Work instruction »
An exact copy of every record is the required answer.

Given information below:

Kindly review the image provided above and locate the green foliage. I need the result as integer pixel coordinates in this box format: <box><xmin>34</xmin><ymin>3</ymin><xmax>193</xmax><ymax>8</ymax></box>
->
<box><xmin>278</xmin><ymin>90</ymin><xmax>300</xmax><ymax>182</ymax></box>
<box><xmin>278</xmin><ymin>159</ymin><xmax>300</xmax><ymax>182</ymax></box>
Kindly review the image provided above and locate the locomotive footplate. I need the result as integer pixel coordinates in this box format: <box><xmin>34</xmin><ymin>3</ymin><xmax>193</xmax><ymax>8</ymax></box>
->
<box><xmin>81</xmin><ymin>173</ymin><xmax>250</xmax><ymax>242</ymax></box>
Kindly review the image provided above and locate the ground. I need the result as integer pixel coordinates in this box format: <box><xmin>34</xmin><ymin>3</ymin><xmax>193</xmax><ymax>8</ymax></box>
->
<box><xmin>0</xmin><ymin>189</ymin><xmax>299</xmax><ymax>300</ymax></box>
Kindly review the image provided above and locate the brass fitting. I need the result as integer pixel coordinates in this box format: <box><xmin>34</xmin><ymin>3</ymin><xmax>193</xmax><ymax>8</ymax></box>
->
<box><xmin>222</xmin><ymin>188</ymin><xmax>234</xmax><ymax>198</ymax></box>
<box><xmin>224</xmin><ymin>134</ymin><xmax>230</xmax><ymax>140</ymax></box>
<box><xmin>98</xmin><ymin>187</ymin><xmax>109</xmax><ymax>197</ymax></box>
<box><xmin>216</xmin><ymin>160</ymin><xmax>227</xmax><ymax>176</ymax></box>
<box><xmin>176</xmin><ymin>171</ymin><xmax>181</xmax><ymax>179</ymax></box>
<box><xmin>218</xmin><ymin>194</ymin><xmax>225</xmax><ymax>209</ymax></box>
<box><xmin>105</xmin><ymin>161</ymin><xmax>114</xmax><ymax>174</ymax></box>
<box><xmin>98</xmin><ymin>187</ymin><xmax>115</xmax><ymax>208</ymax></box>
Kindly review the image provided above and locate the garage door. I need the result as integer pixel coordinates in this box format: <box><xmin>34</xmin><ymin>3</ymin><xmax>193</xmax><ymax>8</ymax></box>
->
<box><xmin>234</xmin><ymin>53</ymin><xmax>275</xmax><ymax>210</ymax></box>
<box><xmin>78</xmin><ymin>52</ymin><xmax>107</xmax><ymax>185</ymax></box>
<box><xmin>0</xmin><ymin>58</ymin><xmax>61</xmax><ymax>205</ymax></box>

End of Given information.

Your response »
Kindly review the image provided above and locate the green foliage. I need the result as integer pixel coordinates in this box format: <box><xmin>34</xmin><ymin>3</ymin><xmax>193</xmax><ymax>8</ymax></box>
->
<box><xmin>278</xmin><ymin>90</ymin><xmax>300</xmax><ymax>182</ymax></box>
<box><xmin>278</xmin><ymin>159</ymin><xmax>300</xmax><ymax>182</ymax></box>
Kindly review the image provided above and locate the locomotive footplate. I need the result as integer pixel coordinates in this box format: <box><xmin>34</xmin><ymin>3</ymin><xmax>193</xmax><ymax>8</ymax></box>
->
<box><xmin>81</xmin><ymin>173</ymin><xmax>250</xmax><ymax>242</ymax></box>
Kindly review the image provided above and locate the ground. I need the result as integer pixel coordinates in this box format: <box><xmin>34</xmin><ymin>3</ymin><xmax>193</xmax><ymax>8</ymax></box>
->
<box><xmin>0</xmin><ymin>189</ymin><xmax>299</xmax><ymax>300</ymax></box>
Kindly review the image provided above and locate the brass fitting. I need the result as integer pixel coordinates in this box format: <box><xmin>34</xmin><ymin>3</ymin><xmax>193</xmax><ymax>8</ymax></box>
->
<box><xmin>222</xmin><ymin>188</ymin><xmax>234</xmax><ymax>198</ymax></box>
<box><xmin>224</xmin><ymin>134</ymin><xmax>230</xmax><ymax>140</ymax></box>
<box><xmin>98</xmin><ymin>187</ymin><xmax>109</xmax><ymax>197</ymax></box>
<box><xmin>216</xmin><ymin>160</ymin><xmax>227</xmax><ymax>176</ymax></box>
<box><xmin>176</xmin><ymin>171</ymin><xmax>181</xmax><ymax>179</ymax></box>
<box><xmin>218</xmin><ymin>194</ymin><xmax>225</xmax><ymax>209</ymax></box>
<box><xmin>105</xmin><ymin>161</ymin><xmax>114</xmax><ymax>174</ymax></box>
<box><xmin>98</xmin><ymin>187</ymin><xmax>115</xmax><ymax>208</ymax></box>
Kindly review the image provided above and locate the garage door. I need the result as integer pixel coordinates in this box format: <box><xmin>34</xmin><ymin>3</ymin><xmax>193</xmax><ymax>8</ymax></box>
->
<box><xmin>234</xmin><ymin>53</ymin><xmax>275</xmax><ymax>210</ymax></box>
<box><xmin>78</xmin><ymin>52</ymin><xmax>107</xmax><ymax>185</ymax></box>
<box><xmin>0</xmin><ymin>58</ymin><xmax>61</xmax><ymax>205</ymax></box>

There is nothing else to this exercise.